**Exercise objective:** Revise the entries below so that "Detect" becomes "Locate" wherever it occurs. Reproduce every line with nothing else changed.

[Dataset entries]
========================================================================
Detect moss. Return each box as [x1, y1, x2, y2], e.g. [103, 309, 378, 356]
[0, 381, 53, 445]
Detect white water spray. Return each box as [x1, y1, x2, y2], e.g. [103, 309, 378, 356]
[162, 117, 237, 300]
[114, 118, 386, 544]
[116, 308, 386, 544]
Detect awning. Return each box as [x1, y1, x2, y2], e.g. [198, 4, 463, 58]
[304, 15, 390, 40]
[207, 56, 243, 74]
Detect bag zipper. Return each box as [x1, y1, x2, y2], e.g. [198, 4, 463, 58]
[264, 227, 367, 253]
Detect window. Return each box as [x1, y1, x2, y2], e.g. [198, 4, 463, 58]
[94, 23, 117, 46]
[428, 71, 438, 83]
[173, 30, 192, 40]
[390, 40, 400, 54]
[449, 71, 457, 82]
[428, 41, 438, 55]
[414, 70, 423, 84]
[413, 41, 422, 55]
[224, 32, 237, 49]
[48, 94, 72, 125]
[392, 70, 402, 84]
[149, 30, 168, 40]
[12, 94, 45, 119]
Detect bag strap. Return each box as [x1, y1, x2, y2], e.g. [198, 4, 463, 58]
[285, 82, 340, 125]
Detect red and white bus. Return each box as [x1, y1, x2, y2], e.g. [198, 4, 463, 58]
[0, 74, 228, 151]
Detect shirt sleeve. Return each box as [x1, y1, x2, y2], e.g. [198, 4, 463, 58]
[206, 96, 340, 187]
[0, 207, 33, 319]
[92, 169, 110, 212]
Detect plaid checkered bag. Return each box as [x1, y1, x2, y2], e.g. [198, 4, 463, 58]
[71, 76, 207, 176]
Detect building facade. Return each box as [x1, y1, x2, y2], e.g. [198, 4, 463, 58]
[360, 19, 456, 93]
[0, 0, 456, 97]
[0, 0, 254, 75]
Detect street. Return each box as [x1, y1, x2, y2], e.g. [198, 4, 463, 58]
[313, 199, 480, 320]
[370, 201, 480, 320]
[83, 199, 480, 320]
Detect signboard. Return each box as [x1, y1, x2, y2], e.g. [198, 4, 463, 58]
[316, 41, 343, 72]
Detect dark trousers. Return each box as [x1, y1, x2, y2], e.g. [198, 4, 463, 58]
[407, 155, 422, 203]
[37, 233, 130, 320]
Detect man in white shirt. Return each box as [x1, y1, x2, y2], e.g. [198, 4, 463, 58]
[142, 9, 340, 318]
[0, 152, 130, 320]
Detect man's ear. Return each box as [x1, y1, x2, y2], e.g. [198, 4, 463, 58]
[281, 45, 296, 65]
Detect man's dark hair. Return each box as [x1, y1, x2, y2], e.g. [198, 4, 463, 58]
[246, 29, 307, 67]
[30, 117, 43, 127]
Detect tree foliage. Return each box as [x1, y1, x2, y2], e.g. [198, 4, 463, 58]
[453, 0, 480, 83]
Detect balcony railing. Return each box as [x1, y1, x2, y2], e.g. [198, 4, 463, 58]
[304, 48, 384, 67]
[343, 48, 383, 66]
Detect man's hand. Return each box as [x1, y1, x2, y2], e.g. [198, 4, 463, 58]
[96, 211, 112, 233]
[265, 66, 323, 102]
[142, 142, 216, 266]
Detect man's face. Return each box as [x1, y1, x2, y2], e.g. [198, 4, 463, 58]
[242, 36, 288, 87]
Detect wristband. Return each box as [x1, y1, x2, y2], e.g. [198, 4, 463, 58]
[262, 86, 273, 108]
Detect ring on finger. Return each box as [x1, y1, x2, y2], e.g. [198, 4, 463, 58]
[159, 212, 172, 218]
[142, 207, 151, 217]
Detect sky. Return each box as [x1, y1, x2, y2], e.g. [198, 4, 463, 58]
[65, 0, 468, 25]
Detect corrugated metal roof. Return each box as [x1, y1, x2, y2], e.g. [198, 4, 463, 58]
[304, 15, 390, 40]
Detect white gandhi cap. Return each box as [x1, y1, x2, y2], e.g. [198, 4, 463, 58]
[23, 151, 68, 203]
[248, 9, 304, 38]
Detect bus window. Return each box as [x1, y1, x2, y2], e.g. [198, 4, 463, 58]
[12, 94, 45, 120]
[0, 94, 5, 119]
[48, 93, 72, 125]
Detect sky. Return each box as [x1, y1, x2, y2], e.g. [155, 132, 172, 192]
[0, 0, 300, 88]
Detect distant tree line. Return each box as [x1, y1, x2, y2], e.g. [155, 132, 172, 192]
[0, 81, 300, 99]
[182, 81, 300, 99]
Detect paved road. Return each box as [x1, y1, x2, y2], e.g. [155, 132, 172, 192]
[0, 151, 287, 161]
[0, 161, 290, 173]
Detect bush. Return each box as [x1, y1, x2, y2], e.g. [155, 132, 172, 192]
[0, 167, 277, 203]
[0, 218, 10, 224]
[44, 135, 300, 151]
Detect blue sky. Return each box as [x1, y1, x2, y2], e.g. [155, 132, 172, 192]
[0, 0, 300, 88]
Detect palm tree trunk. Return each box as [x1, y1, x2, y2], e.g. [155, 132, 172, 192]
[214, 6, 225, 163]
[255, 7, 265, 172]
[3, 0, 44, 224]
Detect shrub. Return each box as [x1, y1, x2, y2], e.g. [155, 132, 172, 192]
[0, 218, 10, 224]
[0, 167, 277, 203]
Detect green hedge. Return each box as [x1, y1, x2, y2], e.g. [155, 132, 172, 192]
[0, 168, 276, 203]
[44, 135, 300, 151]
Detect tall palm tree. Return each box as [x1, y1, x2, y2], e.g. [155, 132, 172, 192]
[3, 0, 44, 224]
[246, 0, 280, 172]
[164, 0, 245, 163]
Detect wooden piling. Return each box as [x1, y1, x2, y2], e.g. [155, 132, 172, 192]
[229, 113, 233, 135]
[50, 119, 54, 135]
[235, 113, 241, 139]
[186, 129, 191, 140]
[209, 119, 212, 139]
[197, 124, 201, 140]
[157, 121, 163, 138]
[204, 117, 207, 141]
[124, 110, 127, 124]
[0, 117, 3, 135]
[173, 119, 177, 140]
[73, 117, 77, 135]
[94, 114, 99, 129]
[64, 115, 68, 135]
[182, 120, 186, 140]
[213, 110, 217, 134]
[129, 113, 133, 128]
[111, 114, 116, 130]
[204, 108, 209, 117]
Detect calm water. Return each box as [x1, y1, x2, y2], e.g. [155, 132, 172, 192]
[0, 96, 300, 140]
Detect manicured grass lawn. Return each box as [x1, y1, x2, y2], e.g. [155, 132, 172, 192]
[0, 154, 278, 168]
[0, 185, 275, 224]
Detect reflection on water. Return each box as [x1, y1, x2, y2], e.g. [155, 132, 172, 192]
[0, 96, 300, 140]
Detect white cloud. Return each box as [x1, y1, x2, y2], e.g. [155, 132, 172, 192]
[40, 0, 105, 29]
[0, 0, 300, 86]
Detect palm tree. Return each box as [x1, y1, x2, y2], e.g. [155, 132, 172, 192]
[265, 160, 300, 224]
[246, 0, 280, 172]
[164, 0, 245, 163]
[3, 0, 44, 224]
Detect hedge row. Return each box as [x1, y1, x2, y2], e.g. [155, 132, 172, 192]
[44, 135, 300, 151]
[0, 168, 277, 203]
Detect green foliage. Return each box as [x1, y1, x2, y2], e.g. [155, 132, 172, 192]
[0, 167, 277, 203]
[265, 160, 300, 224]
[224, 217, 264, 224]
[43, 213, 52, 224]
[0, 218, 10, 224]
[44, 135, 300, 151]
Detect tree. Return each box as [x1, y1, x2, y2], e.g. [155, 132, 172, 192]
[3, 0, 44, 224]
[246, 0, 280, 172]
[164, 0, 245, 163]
========================================================================
**The result:**
Locate moss. Return each box as [x1, y1, x2, y2], e.g. [103, 309, 378, 356]
[0, 381, 53, 445]
Locate white water spray. Return each box as [x1, y1, x2, y2], e.g. [103, 309, 378, 356]
[162, 117, 237, 300]
[114, 118, 386, 544]
[116, 308, 386, 544]
Locate awning. Return each box as [x1, y1, x2, y2], e.g. [198, 4, 463, 58]
[304, 15, 390, 40]
[207, 56, 243, 74]
Locate bag zipper. Return each box as [x1, y1, x2, y2], e.g. [198, 4, 463, 58]
[264, 227, 367, 253]
Locate window. Return each box as [x1, y1, x2, y2], e.g. [198, 4, 463, 58]
[94, 23, 117, 46]
[428, 71, 438, 83]
[173, 30, 192, 40]
[390, 40, 400, 54]
[449, 71, 457, 82]
[428, 41, 438, 55]
[414, 70, 423, 84]
[413, 41, 422, 55]
[224, 32, 237, 49]
[48, 94, 72, 125]
[392, 70, 402, 84]
[149, 30, 168, 40]
[12, 94, 45, 119]
Locate bag strap. Return each box as [x1, y1, x2, y2], e.g. [198, 4, 463, 58]
[285, 82, 340, 125]
Locate red and white bus. Return each box as [x1, y1, x2, y2], e.g. [198, 4, 463, 58]
[0, 74, 228, 151]
Locate shirt sleeve. Return each box as [x1, y1, x2, y2], e.g. [198, 4, 463, 58]
[206, 96, 340, 187]
[0, 207, 33, 319]
[92, 169, 110, 212]
Locate plaid checkered bag. Return each box as [x1, y1, x2, y2], e.g. [198, 4, 463, 58]
[71, 76, 207, 176]
Locate building facade. Return each box as [x1, y1, x2, y2], e.g. [198, 4, 463, 58]
[360, 19, 456, 93]
[0, 0, 456, 97]
[0, 0, 254, 75]
Locate street. Return each box as [x1, y1, x2, y2], e.g. [198, 4, 463, 58]
[313, 199, 480, 320]
[370, 201, 480, 320]
[83, 199, 480, 320]
Locate signboard. Return each box as [x1, y1, x2, y2], e.g. [198, 4, 463, 58]
[316, 41, 343, 72]
Locate dark trousers. Return each box as [x1, y1, x2, y2], e.g. [198, 4, 463, 58]
[407, 155, 422, 203]
[37, 233, 130, 320]
Locate man in white shirt. Return each box as [x1, y1, x2, y2], e.g. [198, 4, 463, 58]
[142, 9, 340, 318]
[0, 152, 130, 320]
Locate man's ear. Return each box as [x1, y1, x2, y2], e.g. [198, 4, 463, 58]
[281, 45, 296, 65]
Locate man's dark hair. Return each box as [x1, y1, x2, y2], e.g. [198, 4, 463, 58]
[246, 29, 307, 67]
[30, 117, 43, 127]
Locate tree foliage. Return each box as [x1, y1, x2, y2], e.g. [198, 4, 463, 58]
[453, 0, 480, 83]
Locate balcony railing. Return each box as [x1, y1, x2, y2], e.g. [198, 4, 463, 58]
[304, 48, 384, 67]
[343, 48, 383, 66]
Locate man's hand. Return each box as [x1, y1, x2, y2], e.g. [198, 4, 463, 58]
[96, 211, 112, 233]
[265, 66, 323, 102]
[142, 142, 216, 266]
Locate man's face. Return each box as [x1, y1, x2, y2], e.g. [198, 4, 463, 58]
[242, 36, 288, 87]
Locate wristband. Return each box as [x1, y1, x2, y2], e.g. [198, 4, 463, 58]
[262, 86, 273, 108]
Locate ring on finger. Return each box as [x1, y1, x2, y2], e.g. [198, 4, 463, 58]
[159, 212, 172, 218]
[142, 207, 151, 217]
Locate sky. Return each box as [x1, y1, x2, y2], e.g. [198, 4, 463, 58]
[65, 0, 468, 25]
Locate corrugated metal roof. Return each box as [x1, y1, x2, y2], e.g. [198, 4, 463, 58]
[304, 15, 390, 40]
Locate white gandhi cap. Return each box as [x1, y1, x2, y2], e.g. [198, 4, 463, 58]
[23, 151, 68, 203]
[248, 9, 304, 38]
Locate bus window. Return each box as [x1, y1, x2, y2], e.g. [198, 4, 463, 58]
[12, 94, 45, 120]
[0, 94, 5, 119]
[48, 93, 72, 125]
Locate sky. Return each box as [x1, y1, x2, y2], e.g. [155, 132, 172, 192]
[0, 0, 300, 88]
Locate distant tree line. Return each box as [x1, y1, x2, y2], e.g. [155, 132, 172, 192]
[0, 81, 300, 99]
[182, 81, 300, 99]
Locate paved road. Return each box as [x1, y1, x2, y2], e.g. [155, 132, 172, 192]
[0, 151, 287, 161]
[0, 161, 290, 173]
Locate bush. Return each box as [x1, y1, x2, y2], e.g. [155, 132, 172, 192]
[0, 167, 277, 203]
[0, 218, 10, 224]
[44, 135, 300, 151]
Locate blue sky. Return each box as [x1, y1, x2, y2], e.g. [155, 132, 172, 192]
[0, 0, 300, 88]
Locate palm tree trunk. Return each box as [x1, y1, x2, y2], e.g. [155, 132, 172, 192]
[214, 6, 225, 163]
[255, 7, 265, 172]
[3, 0, 44, 224]
Locate shrub. Return each box as [x1, y1, x2, y2], e.g. [155, 132, 172, 192]
[0, 218, 10, 224]
[0, 167, 277, 203]
Locate green hedge. Return each box as [x1, y1, x2, y2], e.g. [155, 132, 172, 192]
[0, 168, 276, 203]
[44, 135, 300, 151]
Locate tall palm tree. Return each box as [x1, y1, x2, y2], e.g. [155, 132, 172, 192]
[3, 0, 44, 224]
[246, 0, 280, 172]
[164, 0, 245, 163]
Locate wooden piling. Return each box as [x1, y1, x2, y2], e.g. [155, 132, 172, 192]
[229, 113, 233, 135]
[50, 119, 54, 135]
[235, 113, 241, 139]
[186, 129, 191, 140]
[209, 119, 212, 139]
[197, 124, 201, 140]
[157, 121, 163, 138]
[204, 117, 207, 141]
[124, 110, 127, 124]
[0, 117, 3, 135]
[173, 119, 177, 140]
[73, 117, 77, 135]
[94, 114, 99, 129]
[64, 115, 68, 135]
[182, 120, 186, 140]
[213, 110, 217, 134]
[129, 113, 133, 128]
[111, 114, 116, 130]
[204, 108, 209, 117]
Locate calm water. Return each box as [x1, y1, x2, y2], e.g. [155, 132, 172, 192]
[0, 96, 300, 140]
Locate manicured grass lawn. Return each box as [x1, y1, x2, y2], e.g. [155, 132, 172, 192]
[0, 154, 278, 168]
[0, 185, 275, 224]
Locate reflection on water. Return each box as [x1, y1, x2, y2], e.g. [155, 132, 172, 192]
[0, 96, 300, 140]
Locate white cloud. Return each box as [x1, y1, x2, y2], e.g. [155, 132, 172, 192]
[40, 0, 105, 29]
[0, 0, 300, 86]
Locate palm tree. Return each box as [x1, y1, x2, y2], e.g. [155, 132, 172, 192]
[265, 160, 300, 224]
[246, 0, 280, 172]
[164, 0, 245, 163]
[3, 0, 44, 224]
Locate hedge row. Return each box as [x1, y1, x2, y2], e.g. [155, 132, 172, 192]
[44, 135, 300, 151]
[0, 168, 277, 203]
Locate green foliage. Return each box as [x1, y1, x2, y2], e.g. [155, 132, 172, 192]
[0, 167, 277, 203]
[265, 160, 300, 224]
[224, 217, 264, 224]
[43, 213, 52, 224]
[0, 218, 10, 224]
[44, 135, 300, 151]
Locate tree. Return each box as [x1, y1, x2, y2], e.g. [155, 132, 172, 192]
[3, 0, 44, 224]
[246, 0, 280, 172]
[164, 0, 245, 163]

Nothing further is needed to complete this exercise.